== Page text ==
+++

Token-Count-Based Batching: Faster, Cheaper Embedding Inference for Queries

Motivation

Embedding model inference often struggles with efficiency when serving large volumes of short requests—a common pattern in search, retrieval, and recommendation systems. At Voyage AI by MongoDB, we call these short requests queries, and other requests are called documents. Queries typically must be served with very low latency (typically 100–300 ms).

Queries are typically short, and their token-length distribution is highly skewed. As a result, query inference tends to be memory-bound rather than compute-bound. Query traffic is pretty spiky, so autoscaling is too slow. In sum, serving many short requests sequentially is highly inefficient.

In this blog post, we explore how batching can be used to serve queries more efficiently. We first discuss padding removal in…

Motivation

In this blog post, we explore how batching can be used to serve queries more efficiently. We first discuss padding removal in modern inference engines, a key technique that enables effective batching. We then present practical strategies for forming batches and selecting an appropriate batch size. Finally, we walk through the implementation details and share the resulting performance improvements: a 50% reduction in GPU inference latency—despite using 3X fewer GPUs.

Padding removal makes effective batching possible

Given the patterns of query traffic, one straightforward idea is: can we batch them to improve inference efficiency? Padding removal, supported in inference engines like vLLM and SGLang, makes efficient batching possible.

Most inference engines accept requests in the form (B, S), where B is the sequence number in the batch, and S is the maximum sequence length. Sequences should be padded to the max sequence length so that tensors line up. But that convenience comes at a cost: padding tokens do no useful work but still consume compute and memory bandwidth, so latency scales with B × S instead of the actual token count. With serving large volumes of short requests, this wastes a large share of compute and can inflate tail latency.Padding removal and variable-length processing fix this by concatenating all active sequences into one long "super sequence" of length T = Σtoken_count_i, where token_count_i is the token count in sequence i. Inference engines like vLLM and SGLang can process this combined sequence. Attention masks and position indices ensure that each sequence only attends to its own tokens. As a result, inference time now tracks T rather than B × S, aligning GPU work with what matters.

Proposal: token-count-based batching

In Voyage AI, we proposed and built token-count-based batching, batching queries (short requests) by total token count in the batch (Σtoken_count_i), rather than by total request count or arbitrary time windows.

Time-window batching is inefficient when serving many short requests. Time-window batching swings between under- and over-filled batches depending on traffic. A short window keeps latency low but produces small, under-filled batches; a long window improves utilization but adds queueing delay. Traffic is bursty, so a single window size oscillates between under- and over-filling. Time-window batching introduces variability in resource utilization, causing the system to shift between memory-bound and compute-bound operations. Request-count batching has similar problems.

+++

== Dataset content ==
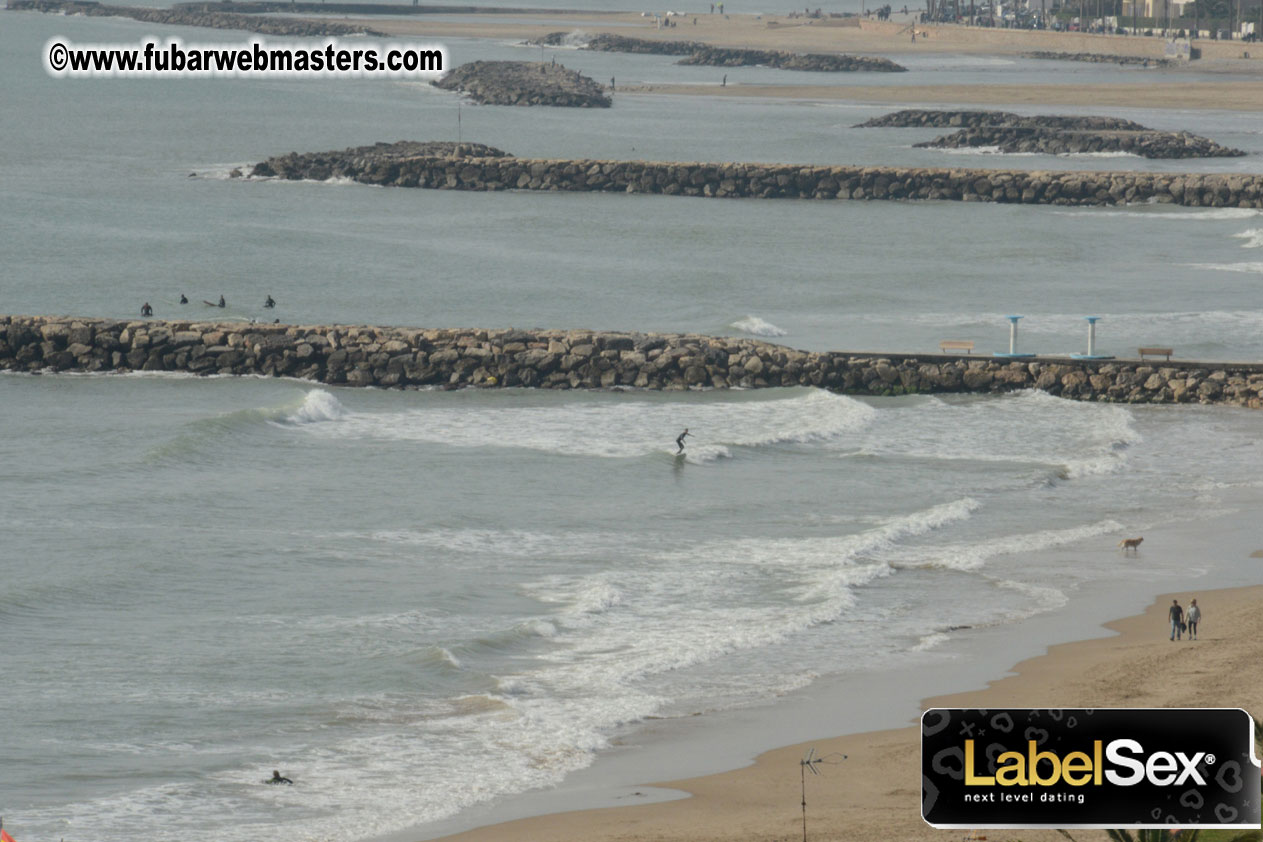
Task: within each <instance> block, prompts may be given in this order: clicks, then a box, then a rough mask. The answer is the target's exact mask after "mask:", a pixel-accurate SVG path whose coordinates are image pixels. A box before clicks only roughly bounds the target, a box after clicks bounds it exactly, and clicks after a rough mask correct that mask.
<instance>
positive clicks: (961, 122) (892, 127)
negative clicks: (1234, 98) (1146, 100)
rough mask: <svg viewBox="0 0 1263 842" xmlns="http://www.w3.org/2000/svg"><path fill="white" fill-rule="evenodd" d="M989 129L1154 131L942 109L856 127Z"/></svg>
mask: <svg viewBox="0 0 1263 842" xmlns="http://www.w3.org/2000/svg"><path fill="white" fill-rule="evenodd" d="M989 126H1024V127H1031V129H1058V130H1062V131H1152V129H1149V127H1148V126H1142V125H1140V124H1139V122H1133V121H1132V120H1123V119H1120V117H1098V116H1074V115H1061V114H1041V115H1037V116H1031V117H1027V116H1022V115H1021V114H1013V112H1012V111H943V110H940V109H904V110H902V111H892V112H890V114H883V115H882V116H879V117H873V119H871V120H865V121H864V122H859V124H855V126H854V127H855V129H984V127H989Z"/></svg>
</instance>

+++

== Exercise instructions ==
1/ Copy out the part of the token-count batching text from "Time-window batching is" to "has similar problems.".
2/ Carry on the token-count batching text from the point where it stops.
Nothing in the records matters here.

== Answers by item number ==
1/
Time-window batching is inefficient when serving many short requests. Time-window batching swings between under- and over-filled batches depending on traffic. A short window keeps latency low but produces small, under-filled batches; a long window improves utilization but adds queueing delay. Traffic is bursty, so a single window size oscillates between under- and over-filling. Time-window batching introduces variability in resource utilization, causing the system to shift between memory-bound and compute-bound operations. Request-count batching has similar problems.

2/
Diagram illustrating the difference between request-number-based batching and token-count-based batching.

Figure 1. Request-number-based batching VS token-count-based batching.

Token-count batching aligns the batch size (total token count in the batch) with the actual compute required. When many queries arrive close together, we group them by token counts so the GPU processes a larger combined workload in a single forward pass. Based on our experiment, token-count-based batching amortizes fixed costs, reduces per-request latency and cost, and increases throughput and model flops utilization (MFU).

What is the optimal batch size?

Our inference-latency-vs-token-count profiling of query inference shows a clear pattern: latency is approximately flat up to a threshold (saturation point) and then becomes approximately linear. For small requests, fixed per-request overheads (like GPU scheduling, memory movement, pooling and normalization, etc.) dominate, and latency stays nearly constant; beyond that point, latency scales with token count. The threshold (saturation point) depends on factors like the model architecture, inference engines, and GPU. For our voyage-3 model running on A100, the threshold is about 600 tokens.

Line graph showing that GPU inference latency for the Voyage-3 model on A100 is approximately flat for batches up to about 600 tokens (the saturation point), and then increases linearly with the total token count.

Figure 2. Inference latency vs token count for Voyage-3 on A100.

Based on the data of inference latency vs token count, we can analyze FLOPs Utilization (MFU) vs. token count and throughput vs. token count, which are shown in the following graph. We observe that Model FLOPs Utilization (MFU) and throughput scale approximately linearly with token count until reaching a saturation point. Most of our queries inferences are in the memory-bound zone, far away from the saturation point.

Approximated diagram showing Model FLOPs Utilization (MFU) and throughput scaling linearly with token count up to a saturation point, and inference latency remaining flat until the saturation point, after which it also scales linearly. This illustrates how batching can shift inference from memory-bound to compute-bound.

Figure 3. Approximated diagram of MFU/throughput/inference latency vs token count.

Batching short requests can move the inference from memory-bound to compute-bound. If we choose the saturation point in Figure 3 as the batch size (total token count in the batch), the latency and throughput/MFU can be balanced and optimized.

Queue design: enabling token-count-based batching

Token-count–based batching needs a data system that does more than simple FIFO delivery. The system has to attach an estimated token_count to each request, peek across pending requests, and then atomically claim a subset whose total tokens fit the optimal batch size (Σtoken_count_i ≤ optimal_batch_size). Without these primitives, we either underfill the GPU—wasting fixed overheads—or overfill it and spike tail latency.

General-purpose brokers like RabbitMQ and Kafka are excellent at durability, fan-out, and delivery, but their batching knobs are message count/bytes, not tokens. RabbitMQ’s prefetch is request-count-based, and messages are pushed to consumers, so there’s no efficient way to peek and batch requests by Σtoken_count_i. Kafka batches by bytes/messages within a partition; token count varies with text and tokenizer, so there is no efficient way to batch requests by Σtoken_count_i.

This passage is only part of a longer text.